Page extract START

2:45 p.m. ET: Davidson quizzed on his role in getting a blog post on Stormy Daniels and Trump taken down

Keith Davidson was back on the stand for more cross-examination. Trump lawyer Emil Bove zeroed in on Davidson’s role in negotiating for the gossip blog "The Dirty" to delete a story in 2011 that alleged Daniels had a sexual encounter with Trump.

Bove quizzed Davidson about possible connections between Daniels’ agent and the people who made the post, and whether she had sought to have the post taken down so she could negotiate a more lucrative deal elsewhere. Davidson ended up sending a cease and desist letter to the blog to have the post taken down, according to the Associated Press. 

During his questioning, Bove accidentally dropped the binder full of material he’d been referencing. "That drop was catastrophic to my binder," the defense lawyer quipped as he tried to regain his bearings.

2:30 p.m. ET: Judge declines to approve Trump’s Truth Social posts in advance

Before Keith Davidson’s testimony resumed, Judge Juan M. Merchan rebuffed a defense request to rule in advance on whether Trump would be in violation of his gag order by posting certain articles to his Truth Social account.

Page extract END
Stored data START

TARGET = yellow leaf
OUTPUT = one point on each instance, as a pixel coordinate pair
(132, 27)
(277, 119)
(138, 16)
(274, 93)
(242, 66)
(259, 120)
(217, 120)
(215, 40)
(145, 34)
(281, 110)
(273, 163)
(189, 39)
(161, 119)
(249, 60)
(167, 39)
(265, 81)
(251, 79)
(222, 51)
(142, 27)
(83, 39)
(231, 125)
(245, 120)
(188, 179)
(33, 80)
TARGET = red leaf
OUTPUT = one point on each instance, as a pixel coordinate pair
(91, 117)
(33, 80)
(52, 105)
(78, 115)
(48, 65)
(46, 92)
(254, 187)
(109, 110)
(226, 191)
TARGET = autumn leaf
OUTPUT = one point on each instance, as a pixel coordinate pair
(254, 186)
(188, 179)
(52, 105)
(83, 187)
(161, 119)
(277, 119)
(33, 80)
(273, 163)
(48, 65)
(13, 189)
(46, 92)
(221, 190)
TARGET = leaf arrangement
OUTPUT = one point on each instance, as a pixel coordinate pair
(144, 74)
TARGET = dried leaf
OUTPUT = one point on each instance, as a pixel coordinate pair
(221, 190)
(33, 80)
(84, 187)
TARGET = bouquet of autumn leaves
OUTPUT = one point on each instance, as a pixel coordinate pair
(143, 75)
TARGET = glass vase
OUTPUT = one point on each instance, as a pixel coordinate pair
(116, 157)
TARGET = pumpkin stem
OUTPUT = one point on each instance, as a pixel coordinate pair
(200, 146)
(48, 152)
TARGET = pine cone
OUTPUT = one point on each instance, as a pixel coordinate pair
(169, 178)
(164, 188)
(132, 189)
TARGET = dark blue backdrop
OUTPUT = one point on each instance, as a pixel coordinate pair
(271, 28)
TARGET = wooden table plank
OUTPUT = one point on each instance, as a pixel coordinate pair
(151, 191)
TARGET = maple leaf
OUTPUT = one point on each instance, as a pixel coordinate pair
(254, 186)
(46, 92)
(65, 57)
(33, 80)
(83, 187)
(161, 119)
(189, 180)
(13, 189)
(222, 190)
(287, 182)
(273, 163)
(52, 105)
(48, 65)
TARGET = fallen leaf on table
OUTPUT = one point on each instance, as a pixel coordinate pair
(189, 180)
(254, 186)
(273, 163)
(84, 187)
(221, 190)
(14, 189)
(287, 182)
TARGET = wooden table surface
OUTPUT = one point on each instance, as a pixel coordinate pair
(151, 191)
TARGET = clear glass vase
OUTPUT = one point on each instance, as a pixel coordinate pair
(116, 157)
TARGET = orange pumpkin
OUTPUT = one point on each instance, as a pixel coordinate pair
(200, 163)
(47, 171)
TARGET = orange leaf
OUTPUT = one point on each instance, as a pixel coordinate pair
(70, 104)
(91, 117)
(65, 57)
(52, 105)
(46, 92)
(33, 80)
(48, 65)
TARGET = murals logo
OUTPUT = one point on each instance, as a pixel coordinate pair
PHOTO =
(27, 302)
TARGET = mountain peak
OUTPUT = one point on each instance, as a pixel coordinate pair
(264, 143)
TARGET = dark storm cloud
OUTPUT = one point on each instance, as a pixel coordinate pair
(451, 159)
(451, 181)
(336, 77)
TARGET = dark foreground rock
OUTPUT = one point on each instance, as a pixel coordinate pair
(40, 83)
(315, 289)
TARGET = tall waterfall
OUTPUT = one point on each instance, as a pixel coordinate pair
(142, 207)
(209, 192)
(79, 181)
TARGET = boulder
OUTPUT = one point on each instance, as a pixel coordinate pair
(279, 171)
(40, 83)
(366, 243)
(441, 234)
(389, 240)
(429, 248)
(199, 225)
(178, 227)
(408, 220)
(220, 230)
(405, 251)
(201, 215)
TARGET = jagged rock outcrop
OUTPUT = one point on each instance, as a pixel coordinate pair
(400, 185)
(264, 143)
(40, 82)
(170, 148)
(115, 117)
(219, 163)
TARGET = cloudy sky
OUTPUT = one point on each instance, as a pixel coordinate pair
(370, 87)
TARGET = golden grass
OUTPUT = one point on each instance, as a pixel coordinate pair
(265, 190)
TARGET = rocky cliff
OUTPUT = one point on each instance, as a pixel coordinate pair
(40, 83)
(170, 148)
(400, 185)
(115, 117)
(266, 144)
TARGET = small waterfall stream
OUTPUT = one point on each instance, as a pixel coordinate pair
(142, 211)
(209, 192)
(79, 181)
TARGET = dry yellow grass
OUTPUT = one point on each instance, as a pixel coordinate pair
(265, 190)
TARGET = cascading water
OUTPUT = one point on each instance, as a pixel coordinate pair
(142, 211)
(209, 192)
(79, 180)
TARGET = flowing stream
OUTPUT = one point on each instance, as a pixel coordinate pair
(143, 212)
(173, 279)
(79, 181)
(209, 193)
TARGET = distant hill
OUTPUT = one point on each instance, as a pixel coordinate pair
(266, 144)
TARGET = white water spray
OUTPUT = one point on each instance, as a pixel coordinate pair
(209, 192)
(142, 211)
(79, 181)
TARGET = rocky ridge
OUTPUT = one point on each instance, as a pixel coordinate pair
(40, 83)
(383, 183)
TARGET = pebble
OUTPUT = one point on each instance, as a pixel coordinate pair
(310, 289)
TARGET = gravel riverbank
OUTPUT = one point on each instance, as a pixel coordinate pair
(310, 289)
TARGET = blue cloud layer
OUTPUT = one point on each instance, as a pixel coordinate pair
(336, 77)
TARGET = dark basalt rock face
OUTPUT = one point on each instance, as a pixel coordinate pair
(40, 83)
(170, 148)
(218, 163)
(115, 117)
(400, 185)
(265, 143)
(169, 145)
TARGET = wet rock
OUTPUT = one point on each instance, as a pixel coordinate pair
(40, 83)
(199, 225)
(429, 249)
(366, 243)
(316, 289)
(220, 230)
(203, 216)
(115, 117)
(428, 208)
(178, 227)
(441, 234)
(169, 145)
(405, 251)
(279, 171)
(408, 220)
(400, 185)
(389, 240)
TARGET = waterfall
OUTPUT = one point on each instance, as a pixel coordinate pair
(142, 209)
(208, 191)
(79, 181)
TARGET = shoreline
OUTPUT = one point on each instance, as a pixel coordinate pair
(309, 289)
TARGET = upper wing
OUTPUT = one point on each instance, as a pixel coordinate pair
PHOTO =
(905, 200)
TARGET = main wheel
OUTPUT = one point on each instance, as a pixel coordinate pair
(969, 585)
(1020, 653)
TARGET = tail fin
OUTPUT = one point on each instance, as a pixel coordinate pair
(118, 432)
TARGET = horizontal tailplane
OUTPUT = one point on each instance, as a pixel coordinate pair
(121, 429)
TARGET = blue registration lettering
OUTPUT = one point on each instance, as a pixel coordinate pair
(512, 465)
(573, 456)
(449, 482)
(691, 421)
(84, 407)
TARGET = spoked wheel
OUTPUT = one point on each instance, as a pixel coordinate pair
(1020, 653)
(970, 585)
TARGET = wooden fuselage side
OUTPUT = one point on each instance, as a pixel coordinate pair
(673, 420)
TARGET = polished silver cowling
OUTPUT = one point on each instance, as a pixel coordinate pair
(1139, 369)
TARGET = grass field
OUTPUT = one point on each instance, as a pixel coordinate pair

Stored data END

- What you have to do
Copy the whole trial-update text word for word. The records are separate material and have no connection to the text.

- Solution for this task
2:45 p.m. ET: Davidson quizzed on his role in getting a blog post on Stormy Daniels and Trump taken down

Keith Davidson was back on the stand for more cross-examination. Trump lawyer Emil Bove zeroed in on Davidson’s role in negotiating for the gossip blog "The Dirty" to delete a story in 2011 that alleged Daniels had a sexual encounter with Trump.

Bove quizzed Davidson about possible connections between Daniels’ agent and the people who made the post, and whether she had sought to have the post taken down so she could negotiate a more lucrative deal elsewhere. Davidson ended up sending a cease and desist letter to the blog to have the post taken down, according to the Associated Press. 

During his questioning, Bove accidentally dropped the binder full of material he’d been referencing. "That drop was catastrophic to my binder," the defense lawyer quipped as he tried to regain his bearings.

2:30 p.m. ET: Judge declines to approve Trump’s Truth Social posts in advance

Before Keith Davidson’s testimony resumed, Judge Juan M. Merchan rebuffed a defense request to rule in advance on whether Trump would be in violation of his gag order by posting certain articles to his Truth Social account.